[DATA — start]

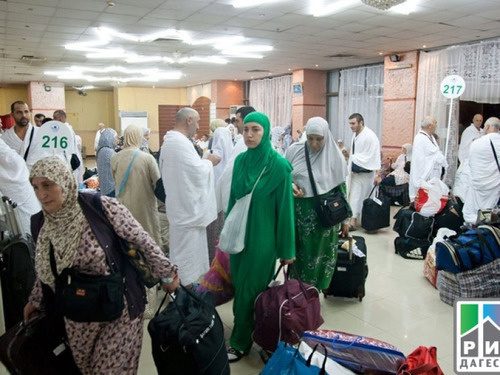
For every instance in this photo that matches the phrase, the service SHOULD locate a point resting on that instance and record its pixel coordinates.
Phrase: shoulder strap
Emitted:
(127, 172)
(258, 179)
(309, 170)
(29, 145)
(495, 154)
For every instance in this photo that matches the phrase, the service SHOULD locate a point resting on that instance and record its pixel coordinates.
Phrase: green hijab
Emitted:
(249, 164)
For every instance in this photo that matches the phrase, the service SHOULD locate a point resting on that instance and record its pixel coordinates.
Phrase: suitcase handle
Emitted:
(341, 346)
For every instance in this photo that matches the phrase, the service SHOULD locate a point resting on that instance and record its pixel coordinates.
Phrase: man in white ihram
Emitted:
(471, 133)
(462, 176)
(363, 163)
(190, 203)
(427, 160)
(484, 190)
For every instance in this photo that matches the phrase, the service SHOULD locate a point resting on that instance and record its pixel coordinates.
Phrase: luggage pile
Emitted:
(468, 264)
(333, 352)
(17, 264)
(416, 231)
(351, 270)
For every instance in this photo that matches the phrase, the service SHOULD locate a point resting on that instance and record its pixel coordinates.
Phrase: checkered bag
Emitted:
(481, 282)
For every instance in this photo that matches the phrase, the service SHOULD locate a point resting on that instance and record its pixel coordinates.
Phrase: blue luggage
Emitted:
(469, 250)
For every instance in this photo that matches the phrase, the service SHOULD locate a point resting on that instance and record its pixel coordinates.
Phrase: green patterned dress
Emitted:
(316, 246)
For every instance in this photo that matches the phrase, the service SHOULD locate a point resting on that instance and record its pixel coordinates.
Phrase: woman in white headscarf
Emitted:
(316, 246)
(222, 146)
(400, 174)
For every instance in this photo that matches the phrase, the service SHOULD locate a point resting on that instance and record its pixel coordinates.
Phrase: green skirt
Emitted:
(316, 246)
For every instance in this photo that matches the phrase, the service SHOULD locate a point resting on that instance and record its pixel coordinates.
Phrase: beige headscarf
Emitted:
(63, 228)
(132, 136)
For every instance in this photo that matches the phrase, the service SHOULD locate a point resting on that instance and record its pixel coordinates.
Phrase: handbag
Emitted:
(287, 360)
(131, 252)
(232, 236)
(357, 169)
(376, 212)
(188, 336)
(160, 190)
(422, 361)
(332, 208)
(127, 172)
(283, 312)
(88, 298)
(218, 279)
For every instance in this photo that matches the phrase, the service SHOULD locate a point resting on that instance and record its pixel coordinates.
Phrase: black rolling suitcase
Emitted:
(350, 272)
(17, 265)
(188, 336)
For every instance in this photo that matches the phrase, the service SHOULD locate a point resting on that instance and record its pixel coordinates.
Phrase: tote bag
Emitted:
(232, 237)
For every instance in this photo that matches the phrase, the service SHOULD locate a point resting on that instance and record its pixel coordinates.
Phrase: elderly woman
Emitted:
(270, 227)
(105, 151)
(137, 193)
(146, 133)
(69, 228)
(316, 245)
(135, 174)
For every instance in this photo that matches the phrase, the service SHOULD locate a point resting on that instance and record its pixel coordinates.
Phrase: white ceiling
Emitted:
(41, 28)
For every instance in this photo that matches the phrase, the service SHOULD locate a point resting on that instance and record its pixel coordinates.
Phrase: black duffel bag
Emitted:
(376, 212)
(188, 336)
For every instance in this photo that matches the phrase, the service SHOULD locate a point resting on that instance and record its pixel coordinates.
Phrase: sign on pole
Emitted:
(452, 87)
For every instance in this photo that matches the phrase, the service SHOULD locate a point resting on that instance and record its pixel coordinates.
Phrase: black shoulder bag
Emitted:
(333, 208)
(88, 298)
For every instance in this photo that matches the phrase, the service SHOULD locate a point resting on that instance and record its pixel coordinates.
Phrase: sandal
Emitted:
(234, 355)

[DATA — finish]

> [WORK INSTRUCTIONS] Would you copy the records word for word, without any of their pictures?

> [RESULT OF THIS TASK]
For every instance in this photo that matches the phrase, the service SHOULD locate a point resting on that instance and record its pixel coordinates.
Phrase: shoulder strap
Emitted:
(127, 172)
(258, 179)
(309, 170)
(29, 145)
(495, 154)
For every instance in this photo that matches the phrase, the service SHOULD locate a point resting on that instance and record its pixel coordinates.
Phrase: green hijab
Emitted:
(249, 164)
For every instance in this photo that matches the phrase, the service SHOULD locate a point resting on that instance and record its pixel coordinates.
Phrase: suitcase handle
Emitted:
(341, 346)
For every instance in this photo that matches the phrase, the service SHOULD locate a point resting on that instance and record its pixel coordinates.
Phrase: man in white ihram
Emitted:
(471, 133)
(462, 176)
(363, 163)
(190, 203)
(427, 160)
(484, 190)
For every instance in this photo that matches the phrase, the service SHOULD locate a point resting on that instance and record its pixel coordinates.
Phrase: luggage pile
Emitted:
(468, 264)
(333, 352)
(17, 264)
(416, 231)
(351, 270)
For every instance in this photo that matches the phrase, the service SHOULD locate a point resting on that instance and record its pixel coordinates.
Phrase: checkered bag
Emitted:
(481, 282)
For every instance in this photo that matches the phrase, the service SHOULD locate a point resting on that instance and record its pixel coordinates.
Phrase: blue luggage
Emitted:
(469, 250)
For every instance in this photo that matches the phrase, the service SHOULD locate a point resting on that instance and record its pixel coordinates.
Phrase: green patterned dress
Emitted:
(316, 246)
For every instance in this photo that matches the phrase, the service SHOULD locate a point resting on that instance and record its pixel coordinates.
Phrase: woman in white headscarf
Emitted:
(316, 246)
(222, 146)
(400, 174)
For every instance in this photo that matches the phrase, the service SHOULD locate a point resting on that instance and record its pixel coordinates.
Phrase: green skirt
Emitted:
(316, 246)
For every instance in this photo that matches the phrase, the service SHOULD locate a point resting on that instance and record its pixel coordinates.
Phrase: beige headscarf
Emitted:
(63, 228)
(132, 136)
For every instance in this photo that matches the phrase, the service SHOULD locate a point resting on that instance and record its pixel coordinates.
Phrase: handbag
Emitted:
(287, 360)
(131, 252)
(232, 236)
(357, 169)
(376, 212)
(188, 336)
(160, 190)
(422, 361)
(332, 208)
(127, 172)
(283, 312)
(88, 298)
(218, 279)
For every instance in this photo that matches the phrase, the service SHOULD locate a point resting on that instance and record its pixel coordinates.
Phrase: black rolling suitcase
Emitted:
(350, 272)
(17, 265)
(188, 336)
For every instance in this photo that matches the phrase, the service SHOULD locate a point resting on that instance and record its pixel coordinates.
Phrase: tote bag
Emitted:
(232, 237)
For every instance in this photo that matches the phrase, the service SHOULD locate a point resting on that instance and record its pixel coordinates.
Phrase: elderly woman
Emitted:
(270, 227)
(105, 151)
(137, 193)
(146, 133)
(69, 228)
(316, 245)
(135, 174)
For every instance in this photo that matches the phrase, the service SHOULD locate a point resting on that instance and record its pixel coordinates.
Phrase: white ceiling
Emitted:
(41, 28)
For every instance in this photo that matches the phrase, the service SHOULD locate a point resting on that instance and record its pixel coordinates.
Phrase: black duffel bag
Emitted:
(376, 212)
(188, 336)
For every instance in this photo that matches the phrase, the service SHOULD locate a point resting on that instance and record its pixel coordinates.
Phrase: sign on pole
Emitted:
(452, 87)
For every instance in this photo that matches the phrase, the service SHOULD locate a point resting on that instance and record its pixel coordinates.
Phrase: black shoulder bag
Emitted:
(333, 208)
(88, 298)
For every instance in this photo that matches the phrase, the service SHOULD locate a point resting on that instance and record its pixel coordinates.
Phrase: sandal
Emitted:
(234, 355)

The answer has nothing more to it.